### AIM OF THE EXERCISE
Write the data out again exactly, with every picture removed.

### EXTRACTED INFORMATION
• • • • •
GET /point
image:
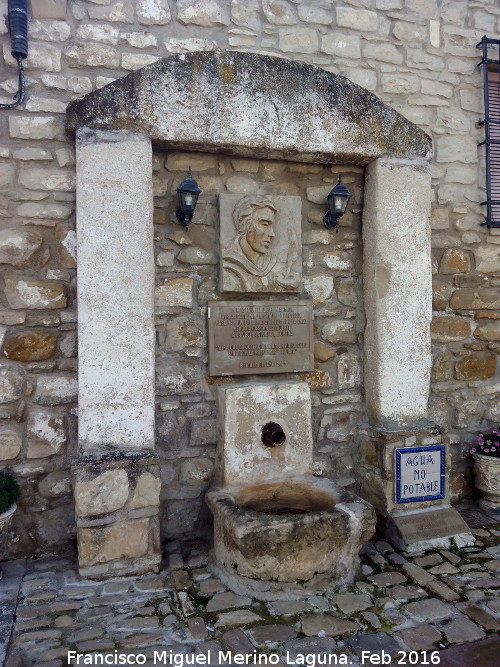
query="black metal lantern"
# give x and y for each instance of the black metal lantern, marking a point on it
(188, 193)
(337, 204)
• • • • •
### WRITTEN REPLY
GET /point
image:
query="black metal lantern"
# give x and y for each instance of the black metal lantern, marking a point on it
(188, 193)
(337, 204)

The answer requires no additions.